--- Begin Excerpt to read ---
Overcoming Disappointment

Let me go ahead and warn you… this blog entry is going to be cathartic which probably means it will be long. I write for a living, so getting things out of my system through words is my sweet spot. If you choose to read until the end, I promise to include a few business and wisdom nuggets that will help you on your journey to becoming the exception.
Here we go…
About a year ago, I got two major ideas. These ideas seemed so large and monumental that I was absolutely CERTAIN they were going to change the face of my business and finally push us to the level of earnings that I just knew we were capable of. Because of these two ideas, I believed 2019 was going to be the breakout year for which I’d been preparing. Let me be clear, my business has been successfully turning a profit since year one because I bootstrapped my way to success, but it wasn’t enough. I’m not built for average. Mediocrity was never on my dream sheet. I set goals; I smash them. That’s what I do. It’s who I am. I don’t call myself the exception to the rule for nothing. Personal success is great, but what I am after is generational wealth that sets my future great grandchildren up for success. To reach that goal, I need life-shifting ideas that transcend 6 or 7 seven figure earnings. Anything less than reaching that goal leaves me feeling like a totally average person. I. DON’T. DO. AVERAGE.... EVER! At least, that's what I told myself. And for the most part, it's been true.... until it wasn't.
It wasn't true until I saw the “average” results of both of my “MEGA” ideas.
--- End Excerpt to read ---
● **Task requirements**
- A) From the blog entry on overcoming disappointment, list every word of two or more letters that is written entirely in capital letters.
- B) Pick out every line of the entries that contains the word "hair", treating uppercase and lowercase as different.
--- Begin Records shown ---
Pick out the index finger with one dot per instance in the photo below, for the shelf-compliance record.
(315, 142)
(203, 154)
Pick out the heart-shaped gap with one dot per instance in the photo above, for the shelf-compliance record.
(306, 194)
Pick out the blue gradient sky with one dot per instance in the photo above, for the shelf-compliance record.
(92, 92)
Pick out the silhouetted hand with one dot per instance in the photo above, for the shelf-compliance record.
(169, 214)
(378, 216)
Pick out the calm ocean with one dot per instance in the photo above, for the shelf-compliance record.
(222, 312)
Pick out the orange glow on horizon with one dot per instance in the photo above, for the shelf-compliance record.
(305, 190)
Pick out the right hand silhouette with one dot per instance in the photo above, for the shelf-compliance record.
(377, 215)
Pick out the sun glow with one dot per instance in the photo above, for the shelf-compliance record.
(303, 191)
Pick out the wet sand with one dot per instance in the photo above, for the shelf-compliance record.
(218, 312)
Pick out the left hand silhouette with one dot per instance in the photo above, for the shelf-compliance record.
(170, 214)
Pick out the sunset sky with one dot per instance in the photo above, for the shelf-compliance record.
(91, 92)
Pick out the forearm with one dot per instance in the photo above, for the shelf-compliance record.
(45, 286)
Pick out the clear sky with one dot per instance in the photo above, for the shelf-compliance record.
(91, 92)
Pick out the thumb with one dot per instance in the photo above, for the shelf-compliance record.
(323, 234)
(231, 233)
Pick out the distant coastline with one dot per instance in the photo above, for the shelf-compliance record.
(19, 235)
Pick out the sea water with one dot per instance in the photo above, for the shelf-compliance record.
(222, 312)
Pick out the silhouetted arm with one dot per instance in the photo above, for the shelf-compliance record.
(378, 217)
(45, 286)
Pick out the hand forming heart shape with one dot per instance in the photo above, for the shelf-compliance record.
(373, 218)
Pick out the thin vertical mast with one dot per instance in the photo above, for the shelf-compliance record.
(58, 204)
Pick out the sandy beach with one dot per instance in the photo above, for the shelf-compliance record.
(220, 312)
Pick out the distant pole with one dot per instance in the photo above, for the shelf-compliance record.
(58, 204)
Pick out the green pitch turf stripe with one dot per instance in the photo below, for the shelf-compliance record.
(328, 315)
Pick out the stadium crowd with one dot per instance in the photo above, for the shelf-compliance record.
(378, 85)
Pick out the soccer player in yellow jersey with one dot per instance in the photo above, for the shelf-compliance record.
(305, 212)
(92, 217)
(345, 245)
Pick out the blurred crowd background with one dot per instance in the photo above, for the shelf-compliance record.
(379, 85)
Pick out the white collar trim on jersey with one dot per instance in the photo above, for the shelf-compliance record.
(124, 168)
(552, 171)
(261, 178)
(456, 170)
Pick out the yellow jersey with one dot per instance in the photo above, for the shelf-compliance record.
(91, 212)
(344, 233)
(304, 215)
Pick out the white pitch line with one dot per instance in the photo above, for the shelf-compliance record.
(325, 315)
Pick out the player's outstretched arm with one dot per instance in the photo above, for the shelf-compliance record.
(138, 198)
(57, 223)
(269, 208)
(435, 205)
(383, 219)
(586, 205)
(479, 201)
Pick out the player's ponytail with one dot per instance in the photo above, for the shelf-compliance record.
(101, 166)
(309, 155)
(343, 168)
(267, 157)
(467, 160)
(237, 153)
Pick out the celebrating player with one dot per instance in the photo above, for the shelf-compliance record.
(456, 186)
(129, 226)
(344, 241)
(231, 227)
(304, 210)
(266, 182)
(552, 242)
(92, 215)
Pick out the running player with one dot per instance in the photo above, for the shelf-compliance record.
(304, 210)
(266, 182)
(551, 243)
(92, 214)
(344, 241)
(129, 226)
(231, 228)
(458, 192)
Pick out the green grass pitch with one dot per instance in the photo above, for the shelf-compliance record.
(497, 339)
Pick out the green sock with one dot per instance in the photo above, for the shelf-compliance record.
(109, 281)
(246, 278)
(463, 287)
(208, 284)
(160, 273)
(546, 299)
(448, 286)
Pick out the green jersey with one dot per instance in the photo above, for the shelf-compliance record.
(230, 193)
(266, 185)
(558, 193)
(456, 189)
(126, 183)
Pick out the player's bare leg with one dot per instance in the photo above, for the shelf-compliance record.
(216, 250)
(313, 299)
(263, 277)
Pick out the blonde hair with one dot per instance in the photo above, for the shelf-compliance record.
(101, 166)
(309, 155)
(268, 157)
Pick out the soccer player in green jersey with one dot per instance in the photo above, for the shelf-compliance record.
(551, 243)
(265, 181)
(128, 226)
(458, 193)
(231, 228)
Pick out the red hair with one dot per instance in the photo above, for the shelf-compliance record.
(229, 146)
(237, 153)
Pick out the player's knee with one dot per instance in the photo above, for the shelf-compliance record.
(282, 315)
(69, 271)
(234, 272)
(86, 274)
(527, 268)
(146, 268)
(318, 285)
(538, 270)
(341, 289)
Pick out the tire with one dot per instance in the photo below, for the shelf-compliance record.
--- End Records shown ---
--- Begin Records shown ---
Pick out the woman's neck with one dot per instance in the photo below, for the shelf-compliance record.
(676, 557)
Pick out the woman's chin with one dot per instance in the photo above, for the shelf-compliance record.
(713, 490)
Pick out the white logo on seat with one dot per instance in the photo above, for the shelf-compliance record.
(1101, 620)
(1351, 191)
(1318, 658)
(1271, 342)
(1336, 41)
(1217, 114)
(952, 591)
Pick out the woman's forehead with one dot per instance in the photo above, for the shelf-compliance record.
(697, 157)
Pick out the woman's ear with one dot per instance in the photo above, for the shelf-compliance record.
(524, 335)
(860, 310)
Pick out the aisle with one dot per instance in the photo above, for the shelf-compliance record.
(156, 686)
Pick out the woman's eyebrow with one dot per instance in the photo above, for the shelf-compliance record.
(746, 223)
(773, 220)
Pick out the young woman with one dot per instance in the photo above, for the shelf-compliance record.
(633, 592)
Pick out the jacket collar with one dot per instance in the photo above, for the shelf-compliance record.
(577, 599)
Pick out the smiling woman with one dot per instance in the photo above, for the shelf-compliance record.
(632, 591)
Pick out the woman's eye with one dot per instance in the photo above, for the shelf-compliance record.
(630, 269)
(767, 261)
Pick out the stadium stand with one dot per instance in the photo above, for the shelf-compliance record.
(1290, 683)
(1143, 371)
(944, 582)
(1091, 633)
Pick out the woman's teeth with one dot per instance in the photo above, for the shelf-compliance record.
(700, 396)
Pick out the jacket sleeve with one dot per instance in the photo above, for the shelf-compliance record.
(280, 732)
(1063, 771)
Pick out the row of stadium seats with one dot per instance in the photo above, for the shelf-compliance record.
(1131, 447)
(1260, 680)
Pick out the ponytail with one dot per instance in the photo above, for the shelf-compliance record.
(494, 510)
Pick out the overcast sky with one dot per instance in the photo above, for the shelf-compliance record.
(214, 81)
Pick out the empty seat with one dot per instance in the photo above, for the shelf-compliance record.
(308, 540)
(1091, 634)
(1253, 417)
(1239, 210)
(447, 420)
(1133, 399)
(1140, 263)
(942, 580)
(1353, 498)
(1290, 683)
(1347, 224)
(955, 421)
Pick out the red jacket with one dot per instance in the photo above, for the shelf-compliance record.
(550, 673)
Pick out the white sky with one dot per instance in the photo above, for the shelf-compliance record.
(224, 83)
--- End Records shown ---
● **Per-task answers**
- A) CERTAIN, DON'T, DO, AVERAGE, EVER, MEGA

- B)
Pick out the blonde hair with one dot per instance in the photo above, for the shelf-compliance record.
Pick out the red hair with one dot per instance in the photo above, for the shelf-compliance record.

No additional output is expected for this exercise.